ФРАГМЕНТ СТРАНИЦЫ:
Больше часу мы колесим по рейду. Американское госпитальное судно взяло раненых. Какой-то транспорт – солдат. Беженцев никто не хочет брать. Они никому не нужны. Холод. Мороз усиливается. Прожекторы изредка освещают берег. Что там происходит? Что происходит в городе, брошенном на волю опьяненных победой красноармейцев и чекистов?
Мы остановились около русского наливного парохода «Баку». Капитан «Баку» и капитан ледокола переговариваются в рупор. Пассажиры с надеждой прислушиваются к их словам. Раздается команда. Взяли. Мы причаливаем к маленькому катеру, стоящему рядом с «Баку». Бросают доски. Качка ужасная. Катер ныряет, бьется бортами и подозрительно трещит. Графиня и горничная бегут к капитану. «Вы вернетесь назад?» – «Нет! Я не имею возможности. Идет бой, – отвечает он. – Поезжайте за границу, а там видно будет…». Мольбы не помогают. Заливаясь слезами, обе несчастные карабкаются следом за нами по скользкому трапу. У одной остался муж, у другой – семья… Мы на «Баку».

ЗАДАЧА A: Перечислите все суда, которые упоминаются в отрывке о ночи на рейде.
ЗАДАЧА B: Выпишите из отрывка о ночи на рейде дословно фрагмент, начиная со слов «Больше часу мы» и далее вплоть до слов «красноармейцев и чекистов?» включительно.

ИСХОДНЫЕ ДАННЫЕ:

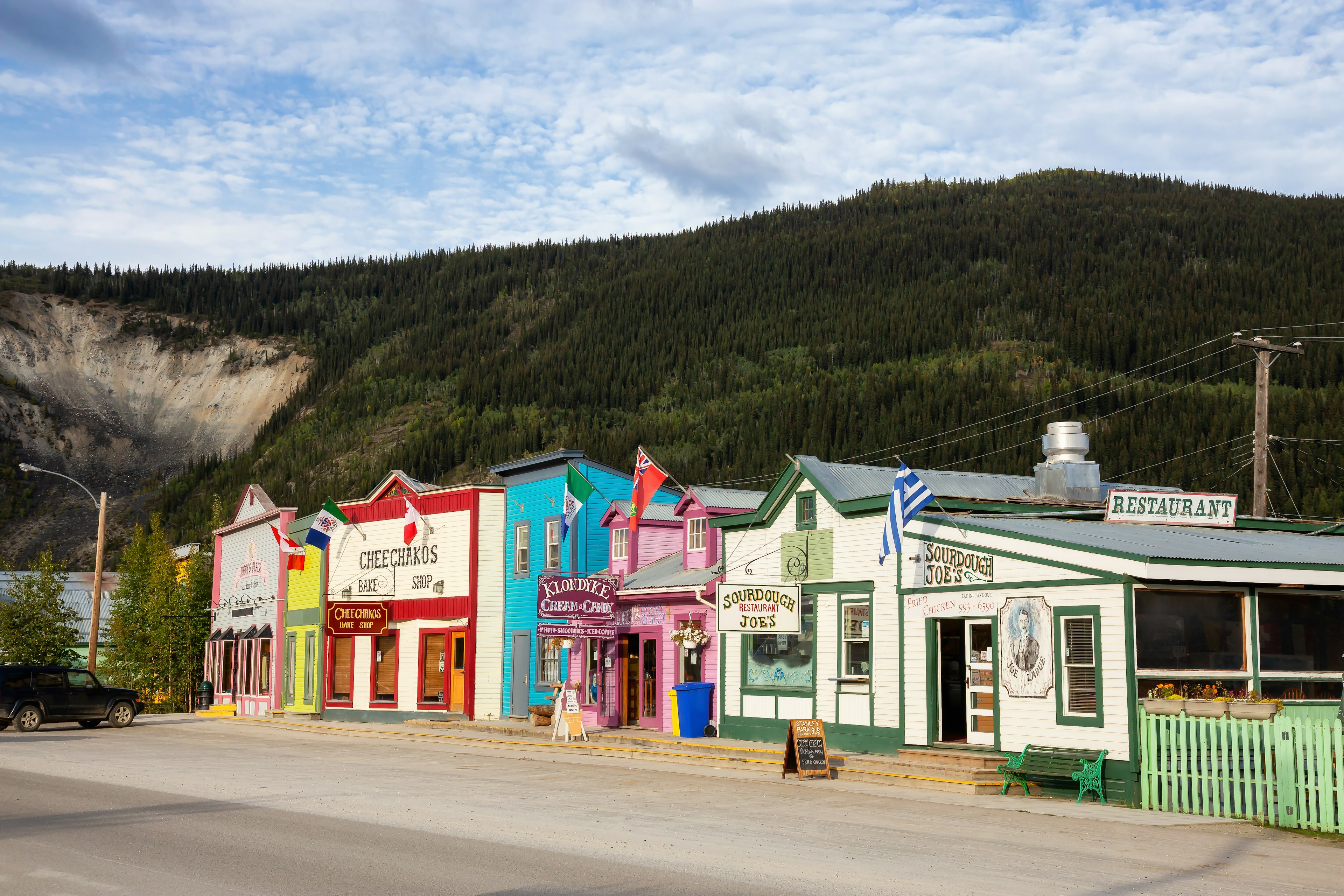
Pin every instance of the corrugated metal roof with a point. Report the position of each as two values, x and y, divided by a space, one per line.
850 481
1178 542
740 499
655 511
667 574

ОЖИДАЕМЫЙ ОТВЕТ A:
Американское госпитальное судно
Транспорт
Русский наливной пароход «Баку»
Ледокол
Маленький катер, стоящий рядом с «Баку»

ОЖИДАЕМЫЙ ОТВЕТ B:
Больше часу мы колесим по рейду. Американское госпитальное судно взяло раненых. Какой-то транспорт – солдат. Беженцев никто не хочет брать. Они никому не нужны. Холод. Мороз усиливается. Прожекторы изредка освещают берег. Что там происходит? Что происходит в городе, брошенном на волю опьяненных победой красноармейцев и чекистов?